Study questions
1. Name each species of Abies mentioned in the text on Abies and Picea leaf anatomy.
2. Resume the article on Abies and Picea leaf anatomy, picking up after its final sentence.

Text for analysis
◇ ◇ ◇ ◇
Print version ISSN 0102-3306On-line version ISSN 1677-941X

Acta Bot. Bras. vol.29 no.3 Belo Horizonte July/Sept. 2015 


Comparative leaf anatomy of some species of Abies and Picea (Pinaceae)

Balkrishna Ghimire1  2 

Chunghee Lee3 

Jongcheol Yang3 

Kweon Heo1  *  

1 Department of Applied Plant Science, Kangwon National University, Chuncheon 200-701, Korea

2 Division of Plant Conservation, Korea National Arboretum, Pocheon 487-829, Korea

3 Korea National Arboretum, Pocheon 487-829, Korea


A number of conifer species are still lacking anatomical data, which is significant because morphological and anatomical data are essential for systematic study. Leaf anatomy was studied in selected species of Abies and Picea using light and scanning electron microscopy. Both genera were found to have typical coniferous and highly xerophytic leaves with sunken stomata and an epidermis covered by a thick cuticle. In the genus Abies, species can be differentiated by the nature of the lignified hypodermis and the number and position of resin ducts. Abies firma and A. holophylla have a continuous hypodermis whereas in A. koreana and A. nephrolepis the hypodermis is discontinuous and represented by isolated cells or groups of four or five cells. On the other hand, in Picea leaf shape, stomata arrangement, and number, position, and nature of resin ducts are the key features for species differentiation. Picea jezoensis has a flattened leaf with stomata distributed on the adaxial surface whereas P. abies and P. koraiensis have a rectangular leaf with stomata found on surfaces.

Keywords: Abies; leaf anatomy; Picea; scanning electron microscopy; taxonomy


The Pinaceae comprise a total of 225 species in 11 commonly accepted genera (Abies, Cathaya, Cedrus, Keteleeria, Nothotsuga, Picea, Pinus, Pseudolarix, Pseudotsuga and Tsuga) distributed throughout the world (Farjon 2001). Hart (1987) divided the family into two groups: the presence of resin canals in the seeds and cleavage polyembryony supported the monophyly of Abies, Cedrus, Keteleeria, Pseudolarix and Tsuga and the presence of resin canals in the secondary xylem and leaves having an endodermis with thickened Casparian strips supported the monophyly of Cathaya, Larix, Picea, Pinus and Pseudotsuga. On the other hand, on the basis of the morphological structure of vegetative and reproductive organs, Frankis (1988) distinguished four subfamilies of Pinaceae in a widely accepted classification (Farjon 1990): Pinoideae (Pinus), Piceoideae (Picea), Laricoideae (Cathaya, Larix and Pseudotsuga), and Abietoideae (Abies, Cedrus, Keteleeria, Nothotsuga, Pseudolarixand Tsuga). We considered two genera, Abiesand Picea, in a study of leaf anatomy. Both genera show dissimilar morphological features and thus are generally classified in separate subfamilies in most Pinaceae classifications (Hart 1987; Frankis 1988; Farjon 1990; 2001).
◇ ◇ ◇ ◇
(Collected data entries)

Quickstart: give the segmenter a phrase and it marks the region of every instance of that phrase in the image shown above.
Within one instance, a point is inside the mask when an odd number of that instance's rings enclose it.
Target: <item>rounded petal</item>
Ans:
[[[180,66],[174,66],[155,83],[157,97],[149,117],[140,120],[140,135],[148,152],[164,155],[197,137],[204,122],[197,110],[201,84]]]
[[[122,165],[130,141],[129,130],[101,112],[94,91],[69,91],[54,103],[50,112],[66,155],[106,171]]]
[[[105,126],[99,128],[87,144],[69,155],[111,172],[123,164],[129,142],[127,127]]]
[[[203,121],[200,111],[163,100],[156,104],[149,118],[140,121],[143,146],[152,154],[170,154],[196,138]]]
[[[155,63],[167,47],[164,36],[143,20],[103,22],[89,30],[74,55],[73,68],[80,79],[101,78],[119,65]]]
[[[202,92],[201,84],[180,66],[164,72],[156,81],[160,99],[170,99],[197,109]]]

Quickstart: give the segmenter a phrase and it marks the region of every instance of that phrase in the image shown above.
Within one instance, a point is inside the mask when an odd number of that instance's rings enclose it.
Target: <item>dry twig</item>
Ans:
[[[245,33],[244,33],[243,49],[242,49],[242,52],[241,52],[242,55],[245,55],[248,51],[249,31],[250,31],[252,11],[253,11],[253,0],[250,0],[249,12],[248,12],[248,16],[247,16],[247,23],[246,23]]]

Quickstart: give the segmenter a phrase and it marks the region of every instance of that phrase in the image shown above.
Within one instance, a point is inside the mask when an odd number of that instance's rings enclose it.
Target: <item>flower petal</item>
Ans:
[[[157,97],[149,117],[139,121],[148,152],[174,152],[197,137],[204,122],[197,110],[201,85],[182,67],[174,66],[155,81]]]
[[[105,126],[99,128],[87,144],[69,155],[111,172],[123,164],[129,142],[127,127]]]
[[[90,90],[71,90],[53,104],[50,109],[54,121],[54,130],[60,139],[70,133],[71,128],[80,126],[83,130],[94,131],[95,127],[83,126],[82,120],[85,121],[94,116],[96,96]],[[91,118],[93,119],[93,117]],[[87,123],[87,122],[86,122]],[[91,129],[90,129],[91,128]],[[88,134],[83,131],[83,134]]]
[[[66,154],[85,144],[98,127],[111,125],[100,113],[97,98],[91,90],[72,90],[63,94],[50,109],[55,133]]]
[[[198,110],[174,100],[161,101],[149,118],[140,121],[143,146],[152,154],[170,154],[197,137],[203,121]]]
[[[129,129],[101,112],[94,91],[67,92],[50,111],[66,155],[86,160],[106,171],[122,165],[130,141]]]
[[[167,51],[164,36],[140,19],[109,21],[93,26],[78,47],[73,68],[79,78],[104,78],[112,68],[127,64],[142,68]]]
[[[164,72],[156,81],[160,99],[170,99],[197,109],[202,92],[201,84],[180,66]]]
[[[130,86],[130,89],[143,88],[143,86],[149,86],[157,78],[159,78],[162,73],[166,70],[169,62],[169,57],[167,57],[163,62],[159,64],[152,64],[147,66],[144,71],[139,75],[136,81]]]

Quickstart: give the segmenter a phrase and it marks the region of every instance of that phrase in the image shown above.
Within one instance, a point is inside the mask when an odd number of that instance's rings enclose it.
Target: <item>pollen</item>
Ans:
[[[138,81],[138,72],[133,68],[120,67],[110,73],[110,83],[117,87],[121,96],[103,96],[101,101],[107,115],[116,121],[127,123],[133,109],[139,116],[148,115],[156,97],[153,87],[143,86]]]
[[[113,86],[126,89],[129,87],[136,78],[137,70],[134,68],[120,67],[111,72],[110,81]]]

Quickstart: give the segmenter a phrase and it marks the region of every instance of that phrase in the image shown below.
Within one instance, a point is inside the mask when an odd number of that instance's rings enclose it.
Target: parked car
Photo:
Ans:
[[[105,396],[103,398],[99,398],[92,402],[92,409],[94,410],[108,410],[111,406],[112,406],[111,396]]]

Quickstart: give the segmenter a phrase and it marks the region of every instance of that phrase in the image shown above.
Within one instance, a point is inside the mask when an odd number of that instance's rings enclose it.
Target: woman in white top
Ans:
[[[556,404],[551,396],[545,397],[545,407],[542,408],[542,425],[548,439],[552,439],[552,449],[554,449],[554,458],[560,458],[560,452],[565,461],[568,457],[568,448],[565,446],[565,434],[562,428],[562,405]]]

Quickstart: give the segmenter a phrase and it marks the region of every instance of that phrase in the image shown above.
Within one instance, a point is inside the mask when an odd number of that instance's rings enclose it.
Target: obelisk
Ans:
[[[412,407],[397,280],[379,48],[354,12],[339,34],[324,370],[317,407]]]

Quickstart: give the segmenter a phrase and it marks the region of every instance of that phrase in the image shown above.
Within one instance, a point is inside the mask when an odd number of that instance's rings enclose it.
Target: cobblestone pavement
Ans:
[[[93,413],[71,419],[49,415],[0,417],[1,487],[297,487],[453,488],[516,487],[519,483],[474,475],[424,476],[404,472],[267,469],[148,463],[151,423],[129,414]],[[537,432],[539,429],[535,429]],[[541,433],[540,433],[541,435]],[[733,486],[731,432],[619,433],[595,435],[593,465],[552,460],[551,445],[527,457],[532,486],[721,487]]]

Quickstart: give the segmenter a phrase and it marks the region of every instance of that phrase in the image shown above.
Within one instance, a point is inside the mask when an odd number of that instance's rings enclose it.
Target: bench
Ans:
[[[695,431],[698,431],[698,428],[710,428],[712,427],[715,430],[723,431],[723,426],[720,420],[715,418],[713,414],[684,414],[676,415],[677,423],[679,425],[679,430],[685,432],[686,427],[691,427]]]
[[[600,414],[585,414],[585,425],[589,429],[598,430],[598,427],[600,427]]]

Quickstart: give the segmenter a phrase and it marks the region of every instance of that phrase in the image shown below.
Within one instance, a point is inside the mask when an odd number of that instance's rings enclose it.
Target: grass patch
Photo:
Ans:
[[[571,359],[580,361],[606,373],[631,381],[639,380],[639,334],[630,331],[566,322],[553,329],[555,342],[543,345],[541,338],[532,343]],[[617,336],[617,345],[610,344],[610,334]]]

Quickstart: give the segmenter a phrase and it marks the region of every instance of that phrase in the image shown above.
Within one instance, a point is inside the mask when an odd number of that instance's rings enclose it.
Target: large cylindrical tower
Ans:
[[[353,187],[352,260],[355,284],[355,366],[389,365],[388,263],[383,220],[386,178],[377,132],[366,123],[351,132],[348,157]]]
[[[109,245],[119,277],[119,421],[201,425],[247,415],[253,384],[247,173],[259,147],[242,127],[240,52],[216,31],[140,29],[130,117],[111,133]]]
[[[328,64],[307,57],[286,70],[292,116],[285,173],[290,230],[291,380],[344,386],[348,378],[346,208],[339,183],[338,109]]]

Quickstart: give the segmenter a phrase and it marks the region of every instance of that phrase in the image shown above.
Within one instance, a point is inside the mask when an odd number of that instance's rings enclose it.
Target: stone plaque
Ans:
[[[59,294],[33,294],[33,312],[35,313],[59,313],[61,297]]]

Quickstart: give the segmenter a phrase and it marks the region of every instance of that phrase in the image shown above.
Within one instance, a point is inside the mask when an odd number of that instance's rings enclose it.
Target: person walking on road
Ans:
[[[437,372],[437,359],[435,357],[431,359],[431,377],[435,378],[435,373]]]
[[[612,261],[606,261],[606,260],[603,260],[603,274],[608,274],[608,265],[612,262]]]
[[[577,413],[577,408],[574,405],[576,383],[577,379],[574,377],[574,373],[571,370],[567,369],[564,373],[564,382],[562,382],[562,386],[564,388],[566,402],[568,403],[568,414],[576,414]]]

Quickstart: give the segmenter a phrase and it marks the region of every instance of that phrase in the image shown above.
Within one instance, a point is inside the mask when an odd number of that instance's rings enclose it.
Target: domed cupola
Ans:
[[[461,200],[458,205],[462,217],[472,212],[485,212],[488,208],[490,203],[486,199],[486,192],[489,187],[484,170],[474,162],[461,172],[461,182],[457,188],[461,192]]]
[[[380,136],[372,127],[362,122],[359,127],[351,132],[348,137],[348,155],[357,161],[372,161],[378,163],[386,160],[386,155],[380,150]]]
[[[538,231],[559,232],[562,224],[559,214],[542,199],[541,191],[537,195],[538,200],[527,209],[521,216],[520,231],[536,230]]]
◇ ◇ ◇ ◇
Expected responses
1. Abies firma, Abies holophylla, Abies koreana, Abies nephrolepis

2.
Abies, with 49 species, is the second largest genus in the family Pinaceae after Pinus and the largest genus in the subfamily Abietoideae (Farjon 2010). They are naturally found in temperate and boreal regions of the northern hemisphere, chiefly in mountainous regions in North America, Central America, Europe, North Africa, and Asia. The genus has most recently been revised by Liu (1971) and Rushforth (1987) and a full review of previous classification schemes was provided by Farjon and Rushforth (1989). Farjon (2010) categorized the 49 species of Abies into 10 sections and nine subsections. In contrast, the genus Picea, which includes 28-56 species depending on the system of classification used (Farjon 1990; Ledig et al. 2004), is most closely related to the genus Pinus. Farjon (2001) recognized 34 spruce species in his conifer checklist, of which 24 are native to Asia, eight to North America, and two to Europe. It is a very uniform genus and thus difficult to work with from a taxonomic perspective due to species having a relatively narrow range of morphological features and ecological preferences (Wright 1955; Taylor and Patterson 1980; Rehfeldt 1994).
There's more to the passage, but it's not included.